Greifen Sie den Text über Schuldzinsen nach § 4 Abs. 4a EStG auf und setzen Sie ihn im Anschluss an seinen letzten Satz fort.

*Text*.
-------------------------

Entscheidungsdatum: 23.02.2012
1. Ob Schuldzinsen i.S. des § 4 Abs. 4a Satz 5 EStG für Darlehen zur Finanzierung von Anschaffungskosten oder Herstellungskosten von Wirtschaftsgütern des Anlagevermögens vorliegen, bestimmt sich ausschließlich nach der tatsächlichen Verwendung der Darlehensmittel .
2. Es wird unwiderlegbar vermutet, dass auf ein Kontokorrentkonto ausgezahlte Darlehensmittel zur Finanzierung solcher Anschaffungskosten oder Herstellungskosten von Wirtschaftsgütern des Anlagevermögens verwendet wurden, die innerhalb von 30 Tagen vor oder nach Auszahlung der Darlehensmittel tatsächlich über das entsprechende Kontokorrentkonto finanziert wurden. Beträgt der Zeitraum mehr als 30 Tage, muss der Steuerpflichtige den erforderlichen Finanzierungszusammenhang zwischen Auszahlung der Darlehensmittel und Bezahlung der Wirtschaftsgüter nachweisen .

-------------------------

*Bereitgestellte Daten*.
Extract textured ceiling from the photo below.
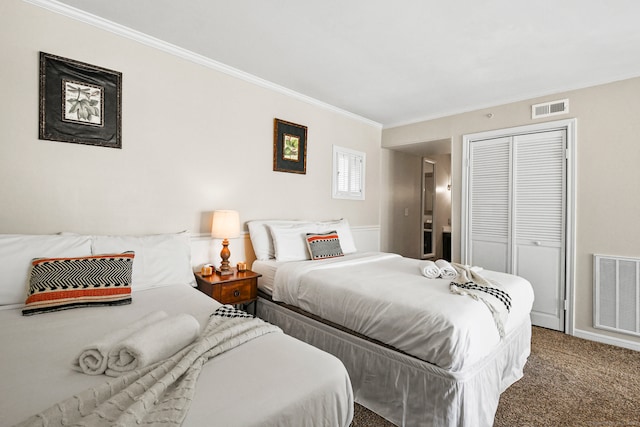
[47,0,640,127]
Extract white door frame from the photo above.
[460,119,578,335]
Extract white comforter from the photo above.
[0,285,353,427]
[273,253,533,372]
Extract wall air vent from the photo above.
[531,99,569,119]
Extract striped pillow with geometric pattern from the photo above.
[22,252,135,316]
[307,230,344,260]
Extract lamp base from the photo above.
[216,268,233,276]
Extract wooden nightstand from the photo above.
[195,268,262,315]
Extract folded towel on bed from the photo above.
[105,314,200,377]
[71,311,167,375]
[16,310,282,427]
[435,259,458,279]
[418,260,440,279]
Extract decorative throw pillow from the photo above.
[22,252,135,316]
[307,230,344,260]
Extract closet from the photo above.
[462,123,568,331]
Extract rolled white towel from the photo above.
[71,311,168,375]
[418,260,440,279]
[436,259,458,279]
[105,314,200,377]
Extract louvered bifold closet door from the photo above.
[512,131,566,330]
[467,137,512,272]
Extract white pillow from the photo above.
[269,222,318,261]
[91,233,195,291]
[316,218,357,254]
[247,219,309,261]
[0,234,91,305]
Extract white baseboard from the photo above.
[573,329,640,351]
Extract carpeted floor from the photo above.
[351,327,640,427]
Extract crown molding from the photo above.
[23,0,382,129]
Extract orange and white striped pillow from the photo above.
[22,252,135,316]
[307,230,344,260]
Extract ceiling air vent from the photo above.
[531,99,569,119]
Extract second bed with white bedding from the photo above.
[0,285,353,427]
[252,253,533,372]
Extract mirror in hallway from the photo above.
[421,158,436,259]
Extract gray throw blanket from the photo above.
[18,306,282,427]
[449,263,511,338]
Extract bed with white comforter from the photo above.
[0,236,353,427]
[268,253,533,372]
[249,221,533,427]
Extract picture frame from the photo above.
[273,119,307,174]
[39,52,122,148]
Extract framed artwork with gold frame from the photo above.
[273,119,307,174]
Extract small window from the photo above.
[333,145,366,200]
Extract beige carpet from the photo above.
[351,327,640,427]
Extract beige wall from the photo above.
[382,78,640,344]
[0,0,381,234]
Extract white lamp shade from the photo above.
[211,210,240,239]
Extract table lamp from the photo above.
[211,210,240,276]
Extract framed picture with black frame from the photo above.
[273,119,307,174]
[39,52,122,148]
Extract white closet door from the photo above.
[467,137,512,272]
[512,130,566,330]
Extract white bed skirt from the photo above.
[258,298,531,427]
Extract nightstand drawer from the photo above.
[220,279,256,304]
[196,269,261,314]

-------------------------

*Schriftliche Antwort*.
3. Die Finanzierung von Wirtschaftsgütern des Anlagevermögens durch Belastung des Kontokorrentkontos reicht aus, um die dadurch veranlassten Schuldzinsen von der Überentnahmeregelung auszunehmen (entgegen Tz. 27 des BMF-Schreibens vom 17. November 2005, BStBl I 2005, 1019) .
A. Die Klägerin und Revisionsklägerin (Klägerin) ist eine KG. Ihr Gewinn im Streitjahr 2002 wurde zunächst mit Bescheid vom 7. August 2003 gemäß § 164 Abs. 1 der Abgabenordnung unter dem Vorbehalt der Nachprüfung festgestellt.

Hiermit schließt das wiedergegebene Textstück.